■ **Selected extract**:
────────

- Harry Leland in The Uncanny X-Men #132 Art by John Byrne

Publication information
- Publisher: Marvel Comics
- First appearance: The Uncanny X-Men #132 (April 1980)
- Created by: Chris Claremont John Byrne

In-story information
- Alter ego: Harold Leland
- Species: Human Mutant
- Team affiliations: Hellfire Club
- Notable aliases: Black Bishop
- Abilities: Able to increase mass

= Harry Leland =

Harold Leland, also known as the Black Bishop, is a supervillain appearing in American comic books published by Marvel Comics. The character has been depicted as an adversary of the X-Men.

Leland possesses the mutant ability to increase the mass of an object or person, making it extremely heavy. Thanks to his allegiance to Sebastian Shaw, he attained the rank of Black Bishop of the Lords Cardinal of the New York branch of The Hellfire Club, an exclusive secret society bent on world domination. In civilian life, he was a corporate lawyer.

==Publication history==
Created by writer Chris Claremont and artist/co-writer John Byrne, Leland first appeared in Uncanny X-Men #132 (April 1980).

────────

■ **Extracted information**:
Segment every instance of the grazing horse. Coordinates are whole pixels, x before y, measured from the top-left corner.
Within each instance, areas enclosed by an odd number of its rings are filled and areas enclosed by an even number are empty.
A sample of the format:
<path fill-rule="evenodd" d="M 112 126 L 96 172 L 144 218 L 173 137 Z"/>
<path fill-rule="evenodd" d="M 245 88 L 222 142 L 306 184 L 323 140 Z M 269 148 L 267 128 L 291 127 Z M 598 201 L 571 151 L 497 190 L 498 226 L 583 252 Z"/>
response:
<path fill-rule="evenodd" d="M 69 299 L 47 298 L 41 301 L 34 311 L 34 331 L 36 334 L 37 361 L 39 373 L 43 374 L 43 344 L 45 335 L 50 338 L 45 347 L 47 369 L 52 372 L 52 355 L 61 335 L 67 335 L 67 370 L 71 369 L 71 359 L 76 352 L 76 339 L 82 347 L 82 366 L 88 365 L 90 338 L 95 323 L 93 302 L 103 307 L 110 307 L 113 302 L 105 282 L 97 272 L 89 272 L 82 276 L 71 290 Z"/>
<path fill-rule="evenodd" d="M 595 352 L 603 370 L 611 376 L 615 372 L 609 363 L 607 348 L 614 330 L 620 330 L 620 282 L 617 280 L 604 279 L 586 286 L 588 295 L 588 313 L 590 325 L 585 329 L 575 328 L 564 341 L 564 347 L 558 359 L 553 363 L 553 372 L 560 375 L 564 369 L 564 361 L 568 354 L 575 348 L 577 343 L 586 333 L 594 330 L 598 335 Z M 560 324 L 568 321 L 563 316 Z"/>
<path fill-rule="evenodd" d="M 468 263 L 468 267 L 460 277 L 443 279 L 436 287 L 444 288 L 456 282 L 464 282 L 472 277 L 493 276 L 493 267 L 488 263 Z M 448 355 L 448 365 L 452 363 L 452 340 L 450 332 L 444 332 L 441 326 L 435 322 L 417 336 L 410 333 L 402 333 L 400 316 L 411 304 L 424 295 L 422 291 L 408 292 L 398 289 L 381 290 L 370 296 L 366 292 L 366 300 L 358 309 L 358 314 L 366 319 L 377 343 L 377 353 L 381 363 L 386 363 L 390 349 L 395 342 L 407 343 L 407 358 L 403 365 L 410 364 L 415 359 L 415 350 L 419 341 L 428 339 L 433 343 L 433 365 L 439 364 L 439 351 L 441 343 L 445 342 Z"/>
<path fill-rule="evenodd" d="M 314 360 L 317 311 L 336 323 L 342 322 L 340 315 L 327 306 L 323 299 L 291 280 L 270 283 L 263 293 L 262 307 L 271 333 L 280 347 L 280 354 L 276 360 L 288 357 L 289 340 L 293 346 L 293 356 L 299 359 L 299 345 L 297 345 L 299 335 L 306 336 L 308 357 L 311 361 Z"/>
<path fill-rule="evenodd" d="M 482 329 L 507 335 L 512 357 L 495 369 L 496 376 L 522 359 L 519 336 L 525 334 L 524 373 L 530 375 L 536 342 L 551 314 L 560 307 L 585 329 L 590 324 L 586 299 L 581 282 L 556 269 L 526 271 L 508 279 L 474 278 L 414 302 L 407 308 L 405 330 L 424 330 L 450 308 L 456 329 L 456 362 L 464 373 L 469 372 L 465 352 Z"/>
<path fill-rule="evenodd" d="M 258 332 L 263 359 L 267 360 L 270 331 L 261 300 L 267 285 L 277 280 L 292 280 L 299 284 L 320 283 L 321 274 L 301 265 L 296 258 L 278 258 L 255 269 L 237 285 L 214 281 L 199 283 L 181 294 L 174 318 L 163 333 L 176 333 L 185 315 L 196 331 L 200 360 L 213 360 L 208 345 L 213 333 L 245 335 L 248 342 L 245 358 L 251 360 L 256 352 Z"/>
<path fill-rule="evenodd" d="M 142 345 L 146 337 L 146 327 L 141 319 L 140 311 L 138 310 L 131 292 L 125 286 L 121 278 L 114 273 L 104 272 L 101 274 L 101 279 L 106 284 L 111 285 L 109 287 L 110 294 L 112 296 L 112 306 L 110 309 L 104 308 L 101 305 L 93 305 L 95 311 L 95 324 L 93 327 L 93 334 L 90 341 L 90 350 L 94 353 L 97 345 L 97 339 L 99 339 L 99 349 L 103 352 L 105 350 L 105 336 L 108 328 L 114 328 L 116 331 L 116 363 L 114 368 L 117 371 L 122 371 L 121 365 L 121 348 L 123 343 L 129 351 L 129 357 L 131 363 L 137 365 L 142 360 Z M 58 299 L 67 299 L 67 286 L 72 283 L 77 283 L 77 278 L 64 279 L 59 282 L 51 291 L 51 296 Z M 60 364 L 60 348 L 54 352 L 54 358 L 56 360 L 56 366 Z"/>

────────

■ **Directions**: Please answer from the text on Harry Leland: what was his occupation in civilian life?

■ **Finished exercise**: He was a corporate lawyer.